Pick out each line below that contains the string "arcade" and copy it in full. Case counts.

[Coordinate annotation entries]
————

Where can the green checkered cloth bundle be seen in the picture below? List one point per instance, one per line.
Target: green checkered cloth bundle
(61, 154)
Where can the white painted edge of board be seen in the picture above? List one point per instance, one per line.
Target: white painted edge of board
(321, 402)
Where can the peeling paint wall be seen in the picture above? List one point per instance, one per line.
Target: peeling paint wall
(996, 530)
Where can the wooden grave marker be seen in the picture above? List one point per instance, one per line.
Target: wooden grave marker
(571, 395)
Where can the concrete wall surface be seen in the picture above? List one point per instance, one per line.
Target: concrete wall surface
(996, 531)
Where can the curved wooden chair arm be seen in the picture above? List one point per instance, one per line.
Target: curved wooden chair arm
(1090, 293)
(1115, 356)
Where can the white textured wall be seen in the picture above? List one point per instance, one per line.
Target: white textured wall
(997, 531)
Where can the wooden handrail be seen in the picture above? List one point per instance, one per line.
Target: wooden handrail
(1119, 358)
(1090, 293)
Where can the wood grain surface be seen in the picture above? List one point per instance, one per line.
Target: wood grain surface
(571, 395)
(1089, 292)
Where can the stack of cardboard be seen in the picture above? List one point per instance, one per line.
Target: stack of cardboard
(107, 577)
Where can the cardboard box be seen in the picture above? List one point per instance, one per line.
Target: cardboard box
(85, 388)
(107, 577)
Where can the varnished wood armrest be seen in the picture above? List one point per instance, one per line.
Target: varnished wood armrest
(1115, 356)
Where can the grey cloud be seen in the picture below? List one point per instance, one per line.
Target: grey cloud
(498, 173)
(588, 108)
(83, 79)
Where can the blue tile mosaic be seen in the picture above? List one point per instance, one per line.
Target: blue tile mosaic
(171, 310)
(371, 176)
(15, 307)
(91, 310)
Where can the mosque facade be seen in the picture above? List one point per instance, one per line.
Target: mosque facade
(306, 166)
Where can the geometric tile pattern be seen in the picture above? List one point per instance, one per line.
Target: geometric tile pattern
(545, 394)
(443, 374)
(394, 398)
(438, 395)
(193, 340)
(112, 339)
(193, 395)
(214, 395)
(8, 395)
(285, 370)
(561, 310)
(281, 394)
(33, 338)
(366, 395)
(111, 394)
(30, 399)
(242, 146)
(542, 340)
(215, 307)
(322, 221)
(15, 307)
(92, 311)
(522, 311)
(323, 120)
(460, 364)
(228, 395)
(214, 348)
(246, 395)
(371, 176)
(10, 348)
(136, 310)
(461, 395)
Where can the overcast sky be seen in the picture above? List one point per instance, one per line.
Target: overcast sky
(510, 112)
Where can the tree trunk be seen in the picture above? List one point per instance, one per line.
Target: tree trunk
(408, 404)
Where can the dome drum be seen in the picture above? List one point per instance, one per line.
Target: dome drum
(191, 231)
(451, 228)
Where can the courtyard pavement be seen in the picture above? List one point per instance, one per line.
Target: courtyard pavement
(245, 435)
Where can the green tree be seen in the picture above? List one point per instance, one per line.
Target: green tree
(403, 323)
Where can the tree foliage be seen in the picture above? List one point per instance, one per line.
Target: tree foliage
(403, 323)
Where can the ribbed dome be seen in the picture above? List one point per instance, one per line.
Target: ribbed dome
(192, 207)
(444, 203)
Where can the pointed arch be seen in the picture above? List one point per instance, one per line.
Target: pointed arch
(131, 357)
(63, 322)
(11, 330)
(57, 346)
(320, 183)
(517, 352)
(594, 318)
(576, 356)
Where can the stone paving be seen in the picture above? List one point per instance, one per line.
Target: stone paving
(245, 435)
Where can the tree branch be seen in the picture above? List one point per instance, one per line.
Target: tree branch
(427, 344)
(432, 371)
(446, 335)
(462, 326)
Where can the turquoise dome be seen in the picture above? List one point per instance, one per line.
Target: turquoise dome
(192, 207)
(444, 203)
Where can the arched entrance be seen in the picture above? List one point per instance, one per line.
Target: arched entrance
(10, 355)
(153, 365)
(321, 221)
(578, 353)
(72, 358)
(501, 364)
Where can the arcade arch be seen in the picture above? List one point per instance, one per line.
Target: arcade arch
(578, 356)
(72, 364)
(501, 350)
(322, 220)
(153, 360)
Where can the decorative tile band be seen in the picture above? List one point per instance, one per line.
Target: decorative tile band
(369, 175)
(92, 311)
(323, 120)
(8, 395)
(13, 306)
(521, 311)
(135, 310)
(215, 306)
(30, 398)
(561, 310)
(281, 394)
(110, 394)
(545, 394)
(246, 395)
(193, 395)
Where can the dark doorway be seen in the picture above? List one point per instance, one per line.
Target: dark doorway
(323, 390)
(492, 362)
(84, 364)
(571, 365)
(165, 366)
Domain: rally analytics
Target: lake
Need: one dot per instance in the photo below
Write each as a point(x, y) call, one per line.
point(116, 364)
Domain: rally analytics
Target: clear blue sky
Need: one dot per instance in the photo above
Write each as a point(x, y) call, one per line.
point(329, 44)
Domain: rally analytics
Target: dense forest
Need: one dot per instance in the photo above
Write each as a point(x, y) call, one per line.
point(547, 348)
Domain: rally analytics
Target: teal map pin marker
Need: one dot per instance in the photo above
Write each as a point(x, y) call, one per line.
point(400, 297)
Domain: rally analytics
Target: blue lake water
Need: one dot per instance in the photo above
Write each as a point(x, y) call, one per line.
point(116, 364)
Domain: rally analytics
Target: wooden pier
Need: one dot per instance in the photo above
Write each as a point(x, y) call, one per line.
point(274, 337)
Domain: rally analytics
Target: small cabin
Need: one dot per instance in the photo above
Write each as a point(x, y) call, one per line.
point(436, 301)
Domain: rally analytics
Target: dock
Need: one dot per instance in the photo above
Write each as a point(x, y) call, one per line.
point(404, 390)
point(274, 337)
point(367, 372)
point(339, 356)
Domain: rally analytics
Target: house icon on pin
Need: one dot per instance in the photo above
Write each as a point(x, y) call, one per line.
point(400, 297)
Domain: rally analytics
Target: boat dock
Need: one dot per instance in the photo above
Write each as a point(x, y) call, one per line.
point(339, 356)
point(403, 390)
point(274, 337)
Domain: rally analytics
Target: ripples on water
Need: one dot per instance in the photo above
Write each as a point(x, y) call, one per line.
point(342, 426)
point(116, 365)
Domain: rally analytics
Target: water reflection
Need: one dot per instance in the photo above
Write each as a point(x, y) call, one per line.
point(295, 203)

————

* [FULL SOLUTION]:
Where can the arcade arch be seen in the picture above? List one point per instance, one per line.
Target: arcade arch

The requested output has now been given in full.